## [What you should do]
Give again, word for word, each line below starting at the one that contains "Target: wooden post-and-rail" and ending at the one that contains "Target: dark riveted".

## [The data]
####

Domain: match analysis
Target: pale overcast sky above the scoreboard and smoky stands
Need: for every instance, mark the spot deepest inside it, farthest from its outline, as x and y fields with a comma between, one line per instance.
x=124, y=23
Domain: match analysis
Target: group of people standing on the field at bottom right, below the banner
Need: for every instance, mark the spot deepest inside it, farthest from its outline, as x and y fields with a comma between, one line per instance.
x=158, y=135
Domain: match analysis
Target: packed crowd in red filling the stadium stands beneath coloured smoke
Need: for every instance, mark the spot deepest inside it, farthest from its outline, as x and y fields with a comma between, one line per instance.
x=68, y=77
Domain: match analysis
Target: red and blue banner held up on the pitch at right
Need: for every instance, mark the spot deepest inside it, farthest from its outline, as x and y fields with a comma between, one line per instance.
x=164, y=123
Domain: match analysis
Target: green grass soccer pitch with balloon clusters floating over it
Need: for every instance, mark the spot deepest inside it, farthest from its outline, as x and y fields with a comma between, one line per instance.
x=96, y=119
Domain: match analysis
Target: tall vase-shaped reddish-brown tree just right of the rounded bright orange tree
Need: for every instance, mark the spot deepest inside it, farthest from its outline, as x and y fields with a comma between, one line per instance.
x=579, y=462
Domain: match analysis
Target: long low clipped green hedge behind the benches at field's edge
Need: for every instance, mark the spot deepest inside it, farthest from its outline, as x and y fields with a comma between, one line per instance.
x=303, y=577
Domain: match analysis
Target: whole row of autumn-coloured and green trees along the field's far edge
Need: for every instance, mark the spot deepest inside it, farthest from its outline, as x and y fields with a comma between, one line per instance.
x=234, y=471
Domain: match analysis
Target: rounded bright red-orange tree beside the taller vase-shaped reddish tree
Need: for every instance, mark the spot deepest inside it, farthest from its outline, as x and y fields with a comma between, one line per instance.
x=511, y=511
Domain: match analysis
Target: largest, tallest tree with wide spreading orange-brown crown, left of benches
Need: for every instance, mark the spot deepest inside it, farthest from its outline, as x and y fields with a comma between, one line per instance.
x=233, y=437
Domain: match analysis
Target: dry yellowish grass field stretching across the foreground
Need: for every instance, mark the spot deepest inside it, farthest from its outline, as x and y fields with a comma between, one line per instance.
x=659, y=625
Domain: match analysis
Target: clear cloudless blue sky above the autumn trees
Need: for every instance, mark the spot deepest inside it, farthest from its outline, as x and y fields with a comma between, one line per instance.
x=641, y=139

####

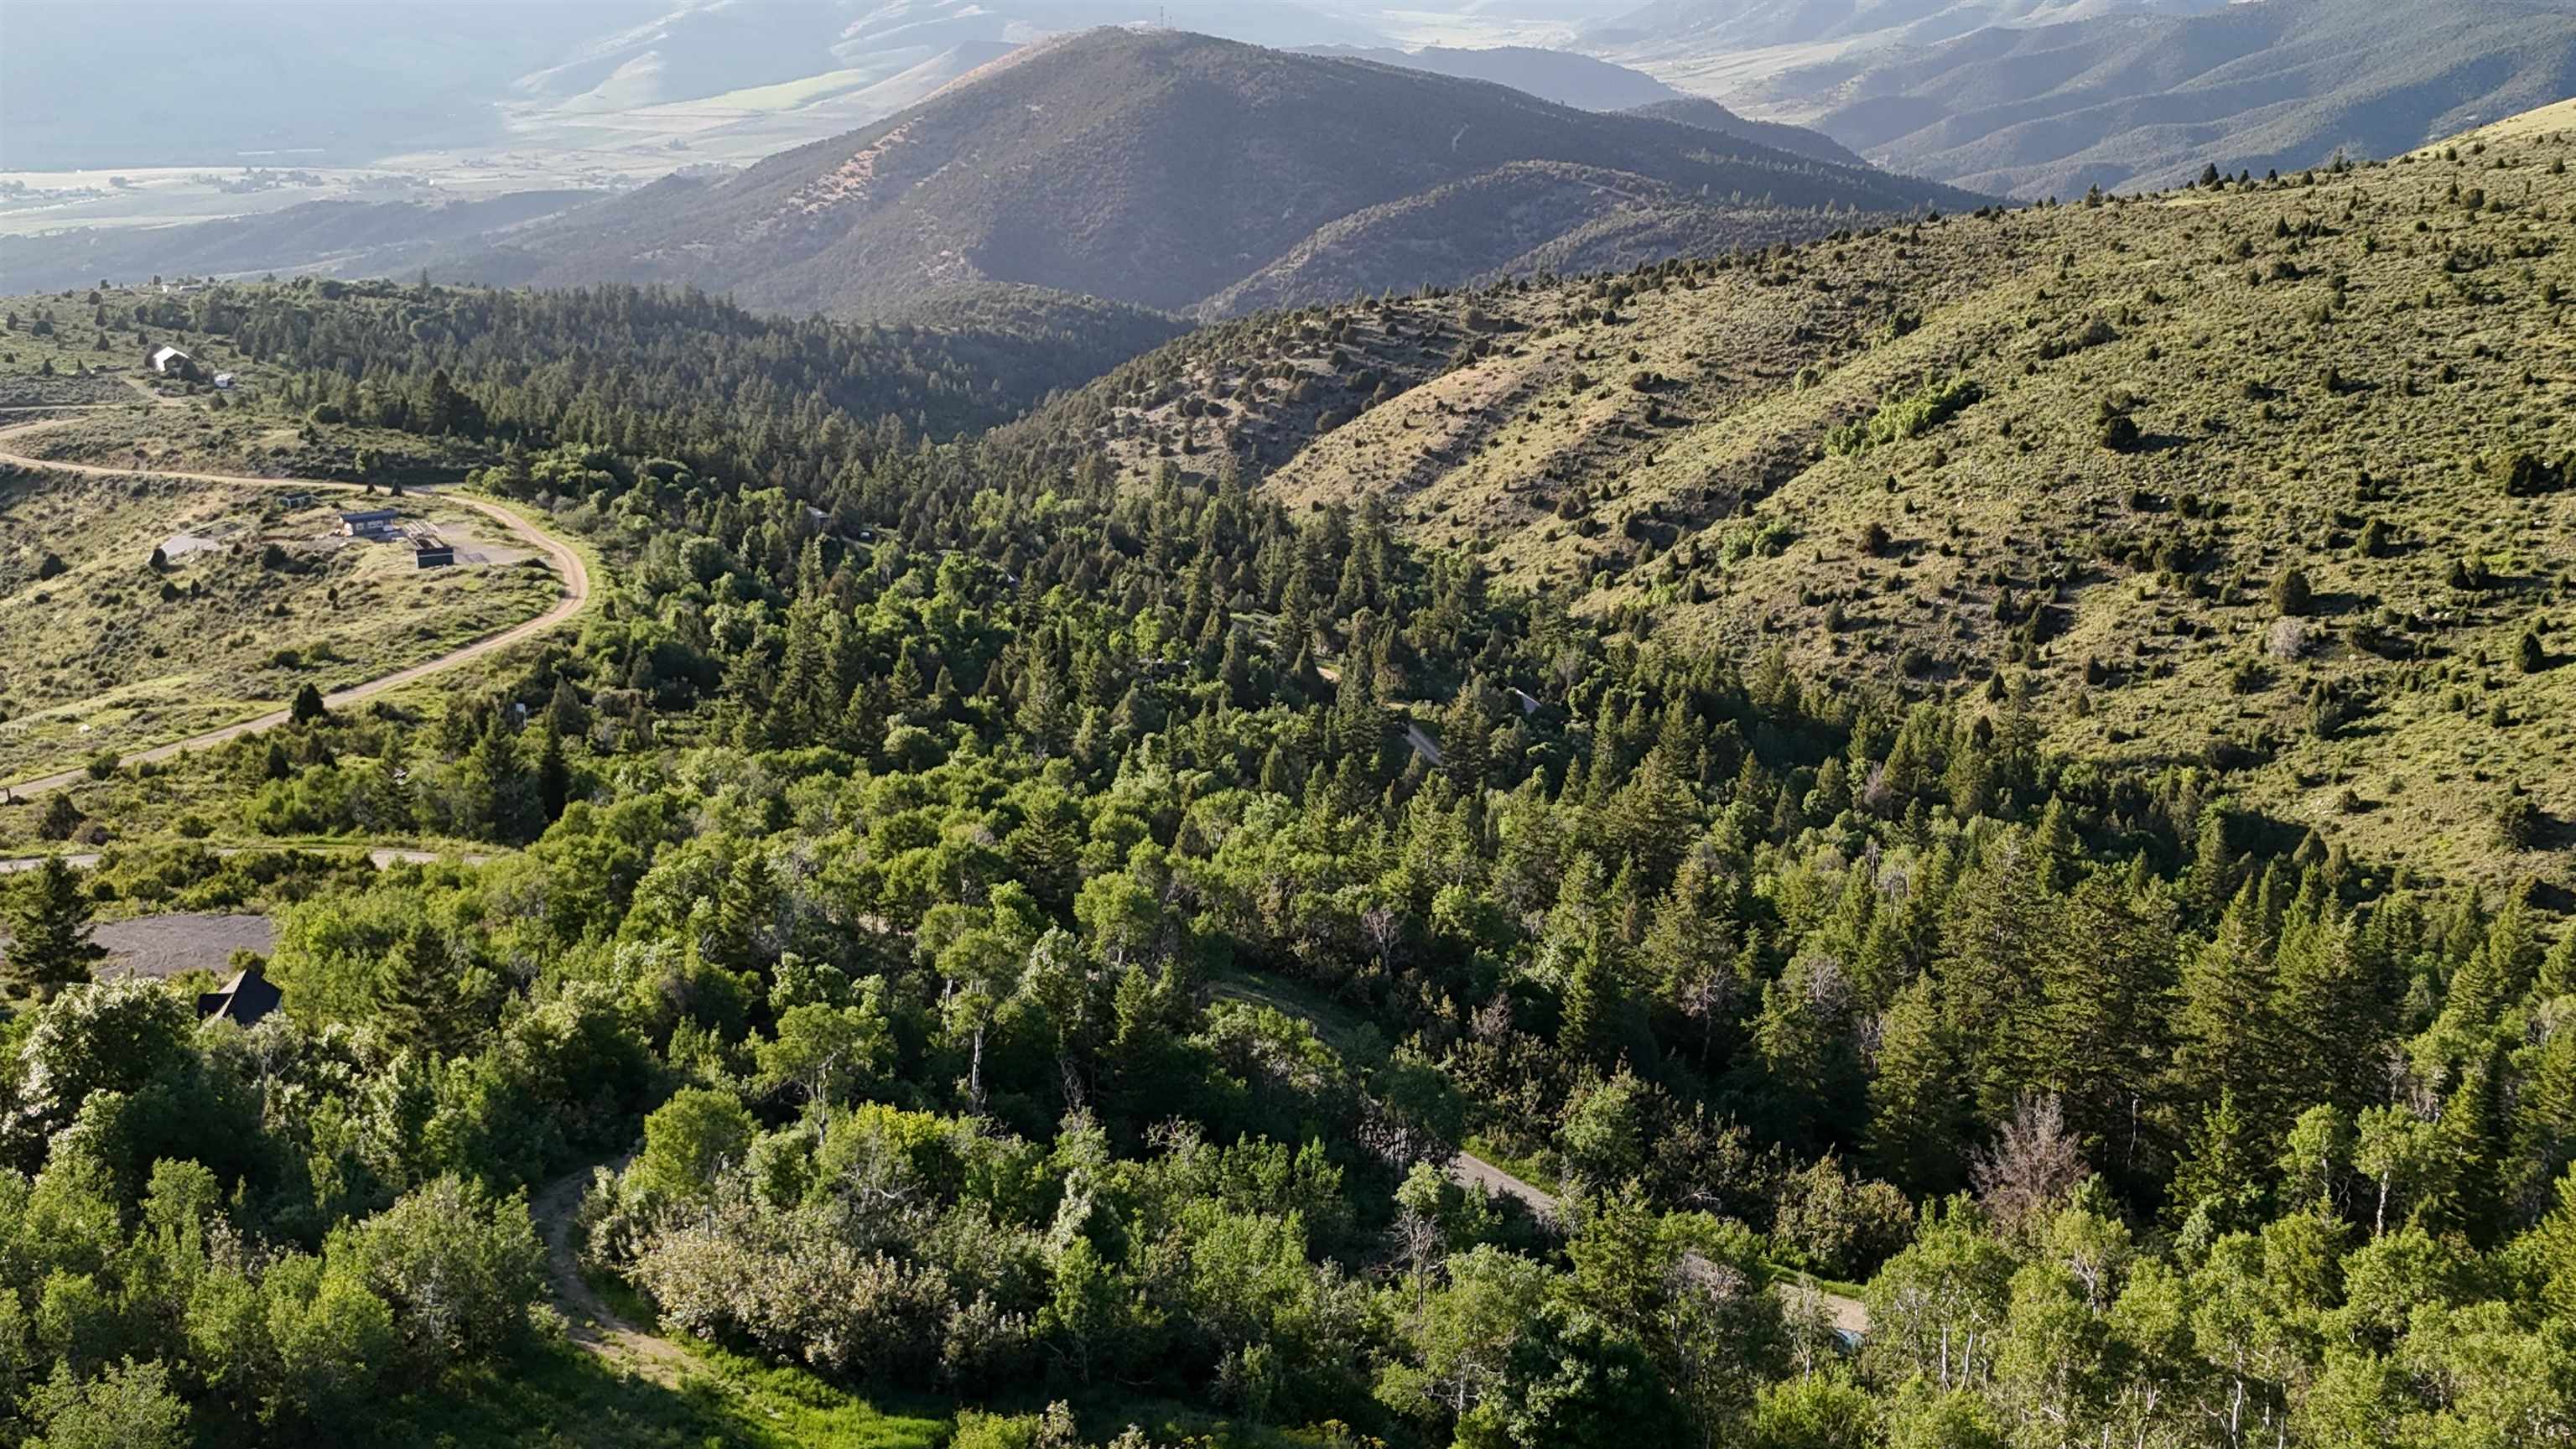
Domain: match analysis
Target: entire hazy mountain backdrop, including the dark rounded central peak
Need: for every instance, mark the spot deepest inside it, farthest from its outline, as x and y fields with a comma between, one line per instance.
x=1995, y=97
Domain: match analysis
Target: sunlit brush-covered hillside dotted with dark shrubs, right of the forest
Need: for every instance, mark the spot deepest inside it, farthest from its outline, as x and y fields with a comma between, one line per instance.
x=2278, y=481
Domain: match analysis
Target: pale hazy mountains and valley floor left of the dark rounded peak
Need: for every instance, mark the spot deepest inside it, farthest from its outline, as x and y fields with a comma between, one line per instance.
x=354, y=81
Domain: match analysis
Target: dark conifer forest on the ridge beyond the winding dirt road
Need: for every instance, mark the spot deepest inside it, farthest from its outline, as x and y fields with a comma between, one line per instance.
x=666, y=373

####

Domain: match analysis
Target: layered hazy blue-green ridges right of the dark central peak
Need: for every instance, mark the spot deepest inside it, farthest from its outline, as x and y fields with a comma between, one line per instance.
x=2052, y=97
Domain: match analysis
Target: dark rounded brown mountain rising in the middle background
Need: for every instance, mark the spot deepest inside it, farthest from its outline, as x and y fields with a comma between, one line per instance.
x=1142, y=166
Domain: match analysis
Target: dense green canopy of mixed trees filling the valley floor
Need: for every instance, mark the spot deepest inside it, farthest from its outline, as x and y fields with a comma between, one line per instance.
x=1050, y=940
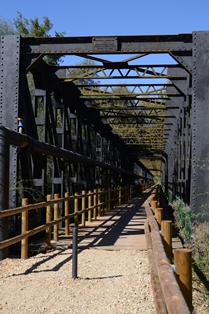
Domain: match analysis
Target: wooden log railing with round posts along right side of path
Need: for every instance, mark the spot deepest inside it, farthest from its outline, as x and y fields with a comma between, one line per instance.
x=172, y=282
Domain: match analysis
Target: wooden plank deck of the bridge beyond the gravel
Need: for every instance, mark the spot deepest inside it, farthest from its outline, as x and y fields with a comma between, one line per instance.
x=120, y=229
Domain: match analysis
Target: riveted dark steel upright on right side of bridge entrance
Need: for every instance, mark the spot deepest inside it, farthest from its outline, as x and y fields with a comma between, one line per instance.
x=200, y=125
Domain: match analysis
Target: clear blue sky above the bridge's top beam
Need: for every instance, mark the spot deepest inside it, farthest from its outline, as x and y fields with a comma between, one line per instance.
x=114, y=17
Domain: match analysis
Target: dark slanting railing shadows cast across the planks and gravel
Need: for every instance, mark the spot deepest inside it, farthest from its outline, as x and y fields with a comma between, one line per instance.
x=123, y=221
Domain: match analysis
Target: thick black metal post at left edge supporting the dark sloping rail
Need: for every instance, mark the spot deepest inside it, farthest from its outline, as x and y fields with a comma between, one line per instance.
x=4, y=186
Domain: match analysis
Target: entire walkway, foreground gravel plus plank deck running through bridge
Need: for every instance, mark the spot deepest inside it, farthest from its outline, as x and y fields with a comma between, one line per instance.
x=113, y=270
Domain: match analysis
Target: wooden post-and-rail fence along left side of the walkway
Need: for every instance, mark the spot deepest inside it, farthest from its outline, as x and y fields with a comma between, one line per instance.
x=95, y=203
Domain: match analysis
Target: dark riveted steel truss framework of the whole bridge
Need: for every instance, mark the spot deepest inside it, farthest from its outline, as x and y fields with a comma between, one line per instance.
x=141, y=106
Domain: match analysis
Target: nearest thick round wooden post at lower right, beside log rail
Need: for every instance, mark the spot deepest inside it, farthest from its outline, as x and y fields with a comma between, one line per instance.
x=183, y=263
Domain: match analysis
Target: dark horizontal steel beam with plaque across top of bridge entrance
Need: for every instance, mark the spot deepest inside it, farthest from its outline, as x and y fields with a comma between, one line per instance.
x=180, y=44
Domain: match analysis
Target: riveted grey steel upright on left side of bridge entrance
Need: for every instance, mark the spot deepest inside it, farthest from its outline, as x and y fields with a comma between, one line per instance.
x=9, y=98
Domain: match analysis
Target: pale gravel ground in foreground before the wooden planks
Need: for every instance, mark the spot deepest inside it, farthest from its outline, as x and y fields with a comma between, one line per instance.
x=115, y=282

####

## [Your solution]
Target: wooden post-and-rail fence along left side of the walkway
Need: for every instance, mark the spot deepest inside it, farthest from its outline, as x and y fields with a comma between, one line per instance.
x=95, y=203
Domain: match analysis
Target: dark riveted steel truss framework of the whole bridge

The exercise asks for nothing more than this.